Dataset excerpts on object pointing:
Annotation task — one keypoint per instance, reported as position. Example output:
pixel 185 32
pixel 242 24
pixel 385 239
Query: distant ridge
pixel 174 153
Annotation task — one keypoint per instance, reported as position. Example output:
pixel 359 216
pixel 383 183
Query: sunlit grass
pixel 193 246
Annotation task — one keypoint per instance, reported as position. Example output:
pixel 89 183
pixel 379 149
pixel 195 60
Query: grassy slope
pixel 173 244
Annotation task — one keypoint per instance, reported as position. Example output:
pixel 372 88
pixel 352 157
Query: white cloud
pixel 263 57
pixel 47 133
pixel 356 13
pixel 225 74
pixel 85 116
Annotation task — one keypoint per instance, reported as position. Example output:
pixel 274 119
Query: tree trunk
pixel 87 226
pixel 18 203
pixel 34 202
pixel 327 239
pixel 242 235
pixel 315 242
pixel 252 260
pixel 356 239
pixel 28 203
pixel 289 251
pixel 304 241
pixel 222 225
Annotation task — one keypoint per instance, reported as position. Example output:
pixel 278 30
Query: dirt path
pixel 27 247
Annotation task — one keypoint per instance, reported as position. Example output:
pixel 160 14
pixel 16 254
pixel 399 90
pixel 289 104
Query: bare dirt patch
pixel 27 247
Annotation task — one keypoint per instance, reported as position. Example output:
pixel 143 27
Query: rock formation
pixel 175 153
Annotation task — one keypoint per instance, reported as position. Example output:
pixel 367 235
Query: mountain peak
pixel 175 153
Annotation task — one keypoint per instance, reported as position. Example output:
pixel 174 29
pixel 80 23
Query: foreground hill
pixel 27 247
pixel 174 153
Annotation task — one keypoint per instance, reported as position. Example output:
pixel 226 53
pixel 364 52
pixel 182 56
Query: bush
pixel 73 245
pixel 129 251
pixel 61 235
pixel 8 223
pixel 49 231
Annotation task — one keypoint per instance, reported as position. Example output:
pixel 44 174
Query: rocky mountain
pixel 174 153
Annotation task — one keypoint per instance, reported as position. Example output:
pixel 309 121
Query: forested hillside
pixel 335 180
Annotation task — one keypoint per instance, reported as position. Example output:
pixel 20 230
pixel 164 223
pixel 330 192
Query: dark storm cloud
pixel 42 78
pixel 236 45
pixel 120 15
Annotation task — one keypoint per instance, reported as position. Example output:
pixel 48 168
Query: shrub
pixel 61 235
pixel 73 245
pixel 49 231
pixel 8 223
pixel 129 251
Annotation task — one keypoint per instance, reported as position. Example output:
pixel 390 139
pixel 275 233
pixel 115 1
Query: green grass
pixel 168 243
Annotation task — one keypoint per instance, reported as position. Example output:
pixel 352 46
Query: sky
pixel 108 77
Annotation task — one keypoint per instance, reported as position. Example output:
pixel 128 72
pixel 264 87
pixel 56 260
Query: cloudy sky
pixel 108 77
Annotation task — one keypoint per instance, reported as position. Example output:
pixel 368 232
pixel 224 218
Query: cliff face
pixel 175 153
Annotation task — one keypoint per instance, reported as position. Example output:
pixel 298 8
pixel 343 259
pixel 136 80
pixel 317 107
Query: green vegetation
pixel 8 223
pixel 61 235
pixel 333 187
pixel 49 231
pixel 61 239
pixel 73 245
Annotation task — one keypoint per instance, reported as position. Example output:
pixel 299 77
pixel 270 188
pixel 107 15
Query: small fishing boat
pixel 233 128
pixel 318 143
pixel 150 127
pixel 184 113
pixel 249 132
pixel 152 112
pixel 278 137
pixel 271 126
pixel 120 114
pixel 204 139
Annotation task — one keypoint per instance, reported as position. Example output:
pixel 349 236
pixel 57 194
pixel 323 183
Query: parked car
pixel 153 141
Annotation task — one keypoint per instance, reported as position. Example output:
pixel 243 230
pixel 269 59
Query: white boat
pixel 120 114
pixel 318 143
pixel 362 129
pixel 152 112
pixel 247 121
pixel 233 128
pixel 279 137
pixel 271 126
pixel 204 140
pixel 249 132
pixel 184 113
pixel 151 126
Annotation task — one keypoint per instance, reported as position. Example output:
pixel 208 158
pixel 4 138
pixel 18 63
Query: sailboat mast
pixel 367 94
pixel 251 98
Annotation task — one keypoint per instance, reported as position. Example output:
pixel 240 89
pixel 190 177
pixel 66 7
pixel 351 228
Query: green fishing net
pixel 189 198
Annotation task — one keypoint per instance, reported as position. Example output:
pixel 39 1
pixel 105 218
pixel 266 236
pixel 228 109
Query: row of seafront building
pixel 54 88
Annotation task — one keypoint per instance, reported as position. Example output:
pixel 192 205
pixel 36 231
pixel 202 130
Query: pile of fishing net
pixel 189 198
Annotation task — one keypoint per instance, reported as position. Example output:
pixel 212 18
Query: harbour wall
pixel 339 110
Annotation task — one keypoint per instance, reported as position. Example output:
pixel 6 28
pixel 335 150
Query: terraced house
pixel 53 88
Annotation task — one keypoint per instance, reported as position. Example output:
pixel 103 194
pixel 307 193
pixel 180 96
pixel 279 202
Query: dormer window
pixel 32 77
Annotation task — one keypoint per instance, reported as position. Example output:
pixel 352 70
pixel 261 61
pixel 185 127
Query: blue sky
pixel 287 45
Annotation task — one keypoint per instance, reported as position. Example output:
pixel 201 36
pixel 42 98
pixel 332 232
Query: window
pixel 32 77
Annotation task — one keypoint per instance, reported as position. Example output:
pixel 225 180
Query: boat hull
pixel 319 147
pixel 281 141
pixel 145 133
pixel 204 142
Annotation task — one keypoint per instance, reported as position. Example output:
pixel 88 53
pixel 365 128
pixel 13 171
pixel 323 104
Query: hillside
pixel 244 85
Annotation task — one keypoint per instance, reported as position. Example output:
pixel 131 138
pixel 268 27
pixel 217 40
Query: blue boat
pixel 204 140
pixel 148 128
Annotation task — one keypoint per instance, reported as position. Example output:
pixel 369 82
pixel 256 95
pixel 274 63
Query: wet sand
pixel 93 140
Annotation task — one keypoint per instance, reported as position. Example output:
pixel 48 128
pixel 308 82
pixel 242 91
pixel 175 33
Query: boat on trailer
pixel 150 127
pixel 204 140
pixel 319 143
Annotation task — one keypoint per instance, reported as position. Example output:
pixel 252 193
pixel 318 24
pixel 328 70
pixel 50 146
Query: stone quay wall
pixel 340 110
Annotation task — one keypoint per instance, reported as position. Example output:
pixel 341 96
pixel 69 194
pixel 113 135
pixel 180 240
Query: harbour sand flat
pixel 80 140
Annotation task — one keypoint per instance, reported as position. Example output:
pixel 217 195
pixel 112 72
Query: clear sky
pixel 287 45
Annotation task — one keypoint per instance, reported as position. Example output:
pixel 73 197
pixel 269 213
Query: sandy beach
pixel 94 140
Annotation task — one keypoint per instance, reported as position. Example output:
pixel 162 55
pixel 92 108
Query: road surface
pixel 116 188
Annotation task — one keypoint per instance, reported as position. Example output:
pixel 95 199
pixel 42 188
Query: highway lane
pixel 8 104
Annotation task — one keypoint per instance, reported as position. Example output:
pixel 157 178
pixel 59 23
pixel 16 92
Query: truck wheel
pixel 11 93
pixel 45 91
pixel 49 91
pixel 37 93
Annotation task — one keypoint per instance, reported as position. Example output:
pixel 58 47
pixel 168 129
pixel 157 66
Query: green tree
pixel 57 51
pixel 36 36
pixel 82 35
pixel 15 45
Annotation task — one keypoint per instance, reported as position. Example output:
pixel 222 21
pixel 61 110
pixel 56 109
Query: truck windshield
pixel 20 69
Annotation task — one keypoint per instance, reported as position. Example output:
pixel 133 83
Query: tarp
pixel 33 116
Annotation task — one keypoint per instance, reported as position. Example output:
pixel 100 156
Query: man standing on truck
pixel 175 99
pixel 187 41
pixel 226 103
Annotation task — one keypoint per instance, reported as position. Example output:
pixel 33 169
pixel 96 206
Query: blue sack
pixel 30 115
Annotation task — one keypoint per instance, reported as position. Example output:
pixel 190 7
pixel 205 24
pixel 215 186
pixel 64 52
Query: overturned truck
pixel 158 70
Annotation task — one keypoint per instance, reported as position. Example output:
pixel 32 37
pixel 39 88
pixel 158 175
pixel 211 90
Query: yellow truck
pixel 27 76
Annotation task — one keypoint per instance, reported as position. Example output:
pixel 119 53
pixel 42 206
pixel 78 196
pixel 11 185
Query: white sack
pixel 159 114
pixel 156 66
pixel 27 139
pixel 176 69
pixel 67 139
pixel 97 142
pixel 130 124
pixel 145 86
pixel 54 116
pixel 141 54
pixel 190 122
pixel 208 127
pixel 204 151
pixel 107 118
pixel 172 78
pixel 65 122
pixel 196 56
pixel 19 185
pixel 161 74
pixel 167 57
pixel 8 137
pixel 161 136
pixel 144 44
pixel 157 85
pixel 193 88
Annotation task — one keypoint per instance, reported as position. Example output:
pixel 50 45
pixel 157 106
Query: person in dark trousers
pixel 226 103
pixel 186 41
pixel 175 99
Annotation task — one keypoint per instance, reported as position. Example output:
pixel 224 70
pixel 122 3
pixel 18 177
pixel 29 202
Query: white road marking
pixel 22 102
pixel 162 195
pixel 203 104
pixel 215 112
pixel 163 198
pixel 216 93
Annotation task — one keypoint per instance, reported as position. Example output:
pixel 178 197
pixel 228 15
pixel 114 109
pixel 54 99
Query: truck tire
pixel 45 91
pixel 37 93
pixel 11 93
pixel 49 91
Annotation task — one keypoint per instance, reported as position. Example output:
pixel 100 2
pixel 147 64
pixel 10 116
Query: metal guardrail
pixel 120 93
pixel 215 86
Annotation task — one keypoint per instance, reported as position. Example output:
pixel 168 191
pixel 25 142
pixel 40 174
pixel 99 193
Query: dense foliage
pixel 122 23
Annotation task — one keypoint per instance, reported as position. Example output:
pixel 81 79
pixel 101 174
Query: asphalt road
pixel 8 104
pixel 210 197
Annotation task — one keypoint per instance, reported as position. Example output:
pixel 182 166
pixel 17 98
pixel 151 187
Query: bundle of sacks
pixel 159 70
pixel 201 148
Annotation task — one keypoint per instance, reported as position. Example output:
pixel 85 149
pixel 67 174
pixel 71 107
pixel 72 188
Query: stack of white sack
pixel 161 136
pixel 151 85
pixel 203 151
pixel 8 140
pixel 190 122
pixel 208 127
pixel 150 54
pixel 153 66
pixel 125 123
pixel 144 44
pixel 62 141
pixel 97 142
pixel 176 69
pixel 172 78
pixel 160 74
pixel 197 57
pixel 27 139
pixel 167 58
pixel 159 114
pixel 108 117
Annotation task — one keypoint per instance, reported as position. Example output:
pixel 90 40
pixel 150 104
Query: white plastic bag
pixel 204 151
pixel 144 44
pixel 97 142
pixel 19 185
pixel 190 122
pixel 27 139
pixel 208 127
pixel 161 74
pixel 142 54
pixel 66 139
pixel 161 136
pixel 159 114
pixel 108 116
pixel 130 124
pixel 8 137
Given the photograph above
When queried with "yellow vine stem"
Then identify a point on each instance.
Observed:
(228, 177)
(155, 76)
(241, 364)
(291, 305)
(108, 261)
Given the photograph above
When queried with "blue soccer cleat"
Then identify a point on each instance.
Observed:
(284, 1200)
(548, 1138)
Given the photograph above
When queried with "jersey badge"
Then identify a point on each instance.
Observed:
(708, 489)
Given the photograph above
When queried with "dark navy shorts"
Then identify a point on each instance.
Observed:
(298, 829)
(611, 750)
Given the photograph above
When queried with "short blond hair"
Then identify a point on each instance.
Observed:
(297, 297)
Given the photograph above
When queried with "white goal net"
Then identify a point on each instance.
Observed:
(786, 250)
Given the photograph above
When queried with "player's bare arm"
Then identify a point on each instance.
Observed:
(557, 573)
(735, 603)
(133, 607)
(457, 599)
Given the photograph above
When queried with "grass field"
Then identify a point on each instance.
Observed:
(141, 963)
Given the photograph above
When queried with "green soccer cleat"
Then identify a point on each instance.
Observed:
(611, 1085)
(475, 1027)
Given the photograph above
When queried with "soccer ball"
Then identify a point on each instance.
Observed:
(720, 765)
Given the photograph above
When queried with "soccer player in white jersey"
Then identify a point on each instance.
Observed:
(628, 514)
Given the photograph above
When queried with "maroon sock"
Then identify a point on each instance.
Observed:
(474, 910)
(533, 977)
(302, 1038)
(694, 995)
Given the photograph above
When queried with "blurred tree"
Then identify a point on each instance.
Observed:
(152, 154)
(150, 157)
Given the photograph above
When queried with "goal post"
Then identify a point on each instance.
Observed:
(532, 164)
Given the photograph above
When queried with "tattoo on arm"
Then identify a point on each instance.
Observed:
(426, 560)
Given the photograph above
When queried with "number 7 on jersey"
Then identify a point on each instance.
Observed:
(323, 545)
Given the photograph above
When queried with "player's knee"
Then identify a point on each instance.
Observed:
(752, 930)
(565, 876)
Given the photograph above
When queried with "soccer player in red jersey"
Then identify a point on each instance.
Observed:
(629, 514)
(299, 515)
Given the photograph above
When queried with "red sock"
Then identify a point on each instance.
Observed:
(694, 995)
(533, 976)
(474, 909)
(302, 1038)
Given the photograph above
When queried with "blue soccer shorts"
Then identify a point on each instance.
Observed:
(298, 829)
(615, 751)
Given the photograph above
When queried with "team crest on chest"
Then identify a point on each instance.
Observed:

What you will do:
Report every line in the items above that contains the string "tree", treating uppercase and lowercase letters as different.

Exercise response:
Query: tree trunk
Query: green tree
When queried with "blurred tree"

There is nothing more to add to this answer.